[Recorded data]
· · · · · · ·
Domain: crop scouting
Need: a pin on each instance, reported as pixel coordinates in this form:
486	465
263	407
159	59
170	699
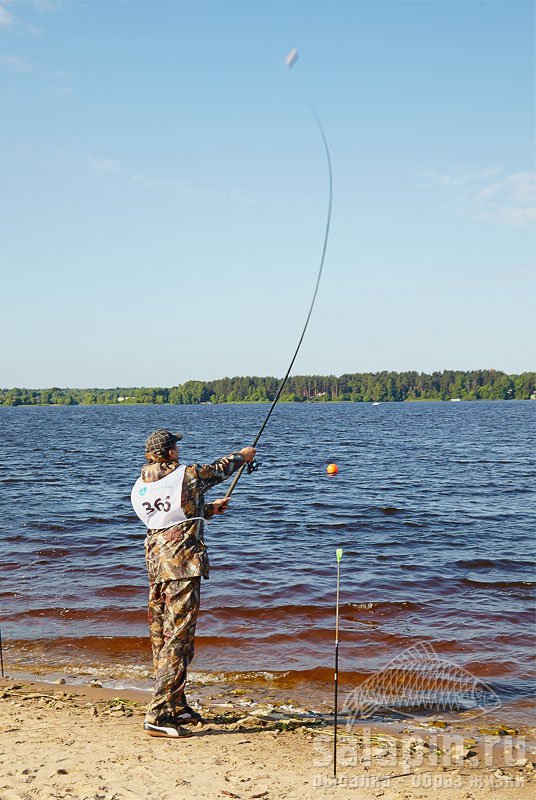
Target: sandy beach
86	743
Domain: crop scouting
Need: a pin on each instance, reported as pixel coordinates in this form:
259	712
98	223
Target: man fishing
169	498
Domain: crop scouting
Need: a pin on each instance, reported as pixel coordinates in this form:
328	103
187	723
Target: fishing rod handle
235	480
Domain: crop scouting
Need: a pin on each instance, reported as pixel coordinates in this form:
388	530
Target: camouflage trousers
173	610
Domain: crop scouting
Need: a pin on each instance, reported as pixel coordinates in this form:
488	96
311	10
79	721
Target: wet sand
87	743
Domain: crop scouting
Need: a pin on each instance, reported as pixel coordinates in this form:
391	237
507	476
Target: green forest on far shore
355	387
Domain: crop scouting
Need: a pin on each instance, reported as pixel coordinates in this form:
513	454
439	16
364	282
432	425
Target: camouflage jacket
179	552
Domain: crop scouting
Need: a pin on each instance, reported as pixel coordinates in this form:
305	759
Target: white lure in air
291	58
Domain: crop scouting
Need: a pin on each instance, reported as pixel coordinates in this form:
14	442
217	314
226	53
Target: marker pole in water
338	553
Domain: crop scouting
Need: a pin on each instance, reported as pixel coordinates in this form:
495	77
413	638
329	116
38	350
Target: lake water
433	506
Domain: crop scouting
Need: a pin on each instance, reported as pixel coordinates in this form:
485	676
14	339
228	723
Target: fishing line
252	468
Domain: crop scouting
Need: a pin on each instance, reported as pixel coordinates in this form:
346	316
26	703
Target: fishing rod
253	466
338	554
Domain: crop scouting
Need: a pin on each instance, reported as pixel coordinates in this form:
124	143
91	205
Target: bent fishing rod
252	467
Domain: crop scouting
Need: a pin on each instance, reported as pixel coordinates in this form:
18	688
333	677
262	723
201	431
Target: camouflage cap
161	441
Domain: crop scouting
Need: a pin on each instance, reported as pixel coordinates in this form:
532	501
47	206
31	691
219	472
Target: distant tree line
356	387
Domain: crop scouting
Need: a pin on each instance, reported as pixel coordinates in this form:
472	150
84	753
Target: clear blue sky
163	189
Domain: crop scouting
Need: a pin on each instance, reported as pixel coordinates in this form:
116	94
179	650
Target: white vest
158	504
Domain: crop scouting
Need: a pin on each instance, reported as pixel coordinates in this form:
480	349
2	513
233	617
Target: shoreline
87	743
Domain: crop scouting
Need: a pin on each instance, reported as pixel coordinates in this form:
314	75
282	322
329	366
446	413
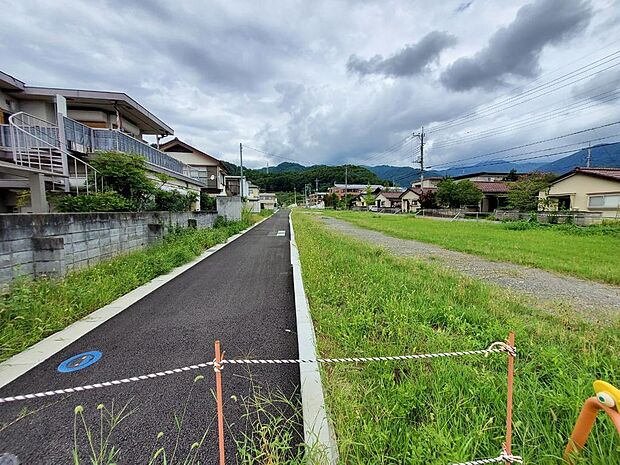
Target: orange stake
584	425
220	403
511	368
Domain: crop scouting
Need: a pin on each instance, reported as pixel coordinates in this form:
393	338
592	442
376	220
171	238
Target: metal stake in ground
217	367
511	367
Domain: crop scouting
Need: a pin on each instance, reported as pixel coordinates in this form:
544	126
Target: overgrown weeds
31	310
592	253
365	302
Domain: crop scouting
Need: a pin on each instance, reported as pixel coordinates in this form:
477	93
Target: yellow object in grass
607	394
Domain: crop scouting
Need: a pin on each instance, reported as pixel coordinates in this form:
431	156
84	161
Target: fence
111	140
579	218
219	363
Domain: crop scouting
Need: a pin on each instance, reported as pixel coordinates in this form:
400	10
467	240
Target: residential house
494	187
236	185
253	197
317	199
199	165
389	200
353	190
267	201
594	190
48	134
429	183
410	200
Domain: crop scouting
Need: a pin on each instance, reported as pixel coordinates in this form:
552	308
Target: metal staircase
39	144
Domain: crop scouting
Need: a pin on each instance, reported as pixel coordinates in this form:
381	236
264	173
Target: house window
604	201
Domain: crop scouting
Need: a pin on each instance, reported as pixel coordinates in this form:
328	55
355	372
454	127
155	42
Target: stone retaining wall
54	243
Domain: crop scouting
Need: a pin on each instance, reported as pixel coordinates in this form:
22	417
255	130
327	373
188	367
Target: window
604	201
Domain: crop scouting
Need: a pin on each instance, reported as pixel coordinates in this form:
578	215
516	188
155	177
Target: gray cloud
515	50
464	6
411	60
270	74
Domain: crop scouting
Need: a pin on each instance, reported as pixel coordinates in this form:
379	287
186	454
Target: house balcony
82	139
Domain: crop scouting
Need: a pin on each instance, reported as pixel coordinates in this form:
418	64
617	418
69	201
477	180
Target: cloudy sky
337	81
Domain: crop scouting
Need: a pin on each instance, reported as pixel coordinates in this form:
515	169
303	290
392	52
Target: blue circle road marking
79	361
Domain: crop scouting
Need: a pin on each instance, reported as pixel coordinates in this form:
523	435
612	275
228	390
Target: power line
562	113
271	154
491	109
550	139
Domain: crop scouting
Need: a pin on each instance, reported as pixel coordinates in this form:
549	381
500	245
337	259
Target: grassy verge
590	253
32	310
366	302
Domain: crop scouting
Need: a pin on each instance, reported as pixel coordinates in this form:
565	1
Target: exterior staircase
39	144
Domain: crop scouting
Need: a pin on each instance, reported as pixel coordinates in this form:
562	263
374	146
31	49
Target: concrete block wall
52	244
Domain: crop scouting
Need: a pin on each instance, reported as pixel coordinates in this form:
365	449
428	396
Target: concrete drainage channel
318	433
19	364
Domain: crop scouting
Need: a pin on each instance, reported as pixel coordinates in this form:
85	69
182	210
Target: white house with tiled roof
594	190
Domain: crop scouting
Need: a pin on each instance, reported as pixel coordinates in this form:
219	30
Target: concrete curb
19	364
318	434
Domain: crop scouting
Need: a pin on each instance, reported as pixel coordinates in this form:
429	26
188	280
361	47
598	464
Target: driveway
241	295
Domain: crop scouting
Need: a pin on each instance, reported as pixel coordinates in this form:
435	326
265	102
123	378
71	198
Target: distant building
317	199
199	165
594	190
48	134
267	201
353	190
494	187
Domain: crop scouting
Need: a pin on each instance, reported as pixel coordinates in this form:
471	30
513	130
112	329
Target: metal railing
36	144
113	140
79	137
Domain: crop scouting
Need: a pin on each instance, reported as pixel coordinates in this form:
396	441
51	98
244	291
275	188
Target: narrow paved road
242	295
594	301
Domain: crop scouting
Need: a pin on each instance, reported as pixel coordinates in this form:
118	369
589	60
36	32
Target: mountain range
603	156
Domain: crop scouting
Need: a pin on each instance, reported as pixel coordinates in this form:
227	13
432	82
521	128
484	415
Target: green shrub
173	201
97	202
207	203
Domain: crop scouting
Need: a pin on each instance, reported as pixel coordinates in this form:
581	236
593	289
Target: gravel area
595	301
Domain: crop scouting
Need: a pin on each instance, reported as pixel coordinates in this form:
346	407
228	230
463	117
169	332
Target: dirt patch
594	301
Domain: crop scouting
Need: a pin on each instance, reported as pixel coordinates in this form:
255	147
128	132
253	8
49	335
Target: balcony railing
78	136
5	136
84	139
108	139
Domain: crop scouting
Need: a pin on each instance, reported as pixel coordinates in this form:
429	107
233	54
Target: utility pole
346	186
420	135
241	162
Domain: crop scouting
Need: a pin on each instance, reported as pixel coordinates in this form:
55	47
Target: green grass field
366	302
31	310
590	253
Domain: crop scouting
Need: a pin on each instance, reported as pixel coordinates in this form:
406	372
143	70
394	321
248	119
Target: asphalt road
241	295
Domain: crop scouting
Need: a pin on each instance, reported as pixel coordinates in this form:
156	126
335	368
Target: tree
523	194
457	194
369	198
512	176
126	175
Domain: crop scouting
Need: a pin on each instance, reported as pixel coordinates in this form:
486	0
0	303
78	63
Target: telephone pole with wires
420	135
346	186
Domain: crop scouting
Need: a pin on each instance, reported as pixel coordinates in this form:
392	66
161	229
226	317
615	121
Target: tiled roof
· · · · · · ·
Given request:
Give every line above again exactly, with no pictures.

Exercise answer:
Domain: crop scouting
Need: a pin on each instance, reported as pixel coordinates in this form:
486	465
263	407
159	59
170	699
Target: sandy beach
86	743
Domain: crop scouting
Need: a pin on each instance, reported as pixel coordinates in this form:
259	712
98	223
Target: man fishing
169	498
Domain: crop scouting
Need: a pin on each instance, reported as pixel coordinates in this form:
328	103
187	723
Target: fishing rod handle
235	480
Domain: crop scouting
Need: a pin on each instance, reported as pixel coordinates in this form:
388	530
Target: camouflage trousers
173	610
Domain: crop scouting
Need: a pin on each instance, reported as pixel coordinates in this form:
488	96
311	10
79	721
Target: wet sand
87	743
Domain: crop scouting
Need: a pin on each instance, reported as pixel coordinates in this form:
391	237
507	476
Target: green forest on far shore
355	387
Domain: crop scouting
Need: a pin on each instance, reported as pixel coordinates in this form:
513	454
439	16
364	282
432	425
Target: camouflage jacket
179	552
Domain: crop scouting
Need: a pin on each instance, reported as pixel coordinates in this form:
305	759
Target: white lure in air
291	58
Domain: crop scouting
Need: a pin on each instance, reported as pixel coordinates in this form:
14	442
217	314
226	53
Target: marker pole in water
338	553
Domain: crop scouting
Need: a pin on each instance, reported as pixel coordinates in this form:
495	77
413	638
329	116
38	350
Target: lake water
433	506
Domain: crop scouting
Need: a pin on each instance, reported as pixel coordinates in this form:
485	676
14	339
228	723
Target: fishing line
252	468
Domain: crop scouting
Need: a pin on each instance, reported as pixel coordinates in this form:
346	316
26	703
Target: fishing rod
253	466
338	554
Domain: crop scouting
Need: a pin on each instance, reported as pixel coordinates in this form:
124	143
91	205
Target: bent fishing rod
252	467
Domain: crop scouting
Need: a pin on each instance, reported as pixel coordinates in this form:
18	688
333	677
262	723
201	431
Target: camouflage cap
161	441
Domain: crop scouting
Need: a pin on each instance, reported as pixel coordinates in this form:
532	501
47	206
31	691
219	472
Target: distant tree line
356	387
Domain: crop scouting
Need: a pin on each instance, reported as pixel coordinates in this form:
472	150
84	753
Target: clear blue sky
163	189
Domain: crop scouting
Need: a pin on each instance, reported as pixel coordinates in this form:
116	94
179	650
Target: white vest
158	504
Domain: crop scouting
Need: a pin on each instance, reported as pixel coordinates in this form:
480	349
2	513
233	617
Target: shoreline
87	743
Domain: crop scouting
Need: a pin on each instance, reported as pixel coordinates in this form:
314	75
282	322
329	366
446	413
Target: orange stake
584	425
220	403
511	368
Domain: crop scouting
Need: a pin on each instance, reported as pixel coordinates in this form:
393	338
592	442
376	220
171	238
Target: metal stake in ground
217	367
511	367
Domain: crop scouting
Need: a pin on each instance, reported as pixel coordinates in this form:
544	126
Target: overgrown weeds
31	310
592	253
365	302
Domain: crop scouting
Need: a pin on each instance, reported as pixel coordinates in this form:
477	93
Target: yellow object in grass
607	394
Domain: crop scouting
Need: a pin on each instance, reported as pixel coordinates in this form:
431	156
84	161
Target: fence
111	140
579	218
219	363
Domain: crop scouting
Need: a pin on each instance, reported as pixel coordinates in this form:
400	10
467	240
Target: residential house
494	187
236	185
253	197
317	199
199	165
389	200
353	190
267	201
594	190
48	134
429	183
410	200
Domain: crop scouting
Need: a pin on each instance, reported as pixel coordinates in this form:
552	308
Target: metal staircase
39	144
Domain: crop scouting
Need: a pin on each instance, reported as pixel coordinates in this form:
381	236
264	173
Target: house window
604	201
Domain: crop scouting
Need: a pin on each instance, reported as pixel coordinates in this form:
328	55
355	372
454	127
155	42
Target: stone retaining wall
54	243
Domain: crop scouting
Need: a pin on each instance, reported as pixel coordinates in this form:
22	417
255	130
327	373
188	367
Target: window
604	201
Domain: crop scouting
Need: a pin on each instance, reported as pixel coordinates in this form:
578	215
516	188
155	177
Target: gray cloud
515	50
464	6
411	60
270	74
Domain: crop scouting
Need: a pin on each instance, reported as pixel coordinates in this form:
379	287
186	454
Target: house balcony
82	139
Domain: crop scouting
Need: a pin on each instance, reported as pixel coordinates in this form:
418	64
617	418
69	201
477	180
Target: cloudy sky
337	81
Domain: crop scouting
Need: a pin on each instance, reported as pixel coordinates in this form:
515	169
303	290
392	52
Target: blue circle road marking
79	361
Domain: crop scouting
Need: a pin on each instance, reported as pixel coordinates in this form:
523	435
612	275
228	390
Target: power line
562	113
271	154
491	109
550	139
Domain: crop scouting
Need: a pin on each instance, reported as pixel coordinates in this form:
549	381
500	245
337	259
Target: grassy verge
590	253
32	310
366	302
Domain: crop scouting
Need: a pin on each instance, reported as pixel coordinates in this form:
565	1
Target: exterior staircase
39	144
Domain: crop scouting
Need: a pin on each instance, reported as pixel coordinates in this form:
562	263
374	146
31	49
Target: concrete block wall
52	244
Domain: crop scouting
Need: a pin on each instance, reported as pixel coordinates in this form:
365	449
428	396
Target: concrete drainage channel
318	433
19	364
Domain: crop scouting
Need: a pin on each instance, reported as pixel coordinates in this form:
85	69
182	210
Target: white house with tiled roof
594	190
Domain: crop scouting
Need: a pin on each instance, reported as pixel coordinates in this form:
219	30
Target: concrete curb
19	364
318	434
Domain: crop scouting
Need: a pin on each instance, reported as pixel coordinates in this form:
429	26
188	280
361	47
598	464
Target: driveway
241	295
Domain: crop scouting
Need: a pin on each instance, reported as pixel coordinates in this form:
435	326
265	102
123	378
71	198
Target: distant building
317	199
199	165
594	190
48	134
267	201
353	190
494	187
Domain: crop scouting
Need: a pin on each instance, reported as pixel coordinates in this form:
471	30
513	130
112	329
Target: metal railing
36	144
113	140
79	137
Domain: crop scouting
Need: a pin on each instance, reported as pixel coordinates in this form:
396	441
51	98
244	291
275	188
Target: narrow paved road
242	295
594	301
Domain: crop scouting
Need: a pin on each instance, reported as pixel coordinates in this form:
118	369
589	60
36	32
Target: mountain range
603	156
Domain: crop scouting
Need: a pin on each instance, reported as pixel coordinates in this form:
227	13
432	82
521	128
484	415
Target: green shrub
173	201
97	202
207	203
Domain: crop scouting
Need: a pin on each instance, reported as pixel coordinates in this form:
581	236
593	289
Target: gravel area
595	301
Domain: crop scouting
Need: a pin on each instance, reported as pixel coordinates in this form:
346	407
228	230
463	117
169	332
Target: dirt patch
594	301
Domain: crop scouting
Need: a pin on each instance, reported as pixel coordinates in this form:
255	147
128	132
253	8
49	335
Target: balcony railing
78	136
5	136
84	139
108	139
Domain: crop scouting
Need: a pin on each instance, reported as pixel coordinates in this form:
429	107
233	54
Target: utility pole
346	186
420	135
241	162
Domain: crop scouting
Need: a pin on each instance, reported as pixel coordinates in this form:
55	47
Target: green grass field
366	302
31	310
590	253
Domain: crop scouting
Need: a pin on each instance, reported as pixel coordinates in this form:
406	372
143	70
394	321
248	119
Target: asphalt road
241	295
Domain: crop scouting
Need: a pin on each instance, reported as pixel coordinates in this form:
156	126
335	368
Target: tree
523	194
457	194
369	198
512	176
126	175
Domain: crop scouting
Need: a pin on each instance, reported as pixel coordinates in this form:
486	0
0	303
78	63
Target: telephone pole with wires
420	135
346	186
Domain: crop scouting
Need: a pin on each instance, reported as pixel coordinates in this form:
392	66
161	229
226	317
615	121
Target: tiled roof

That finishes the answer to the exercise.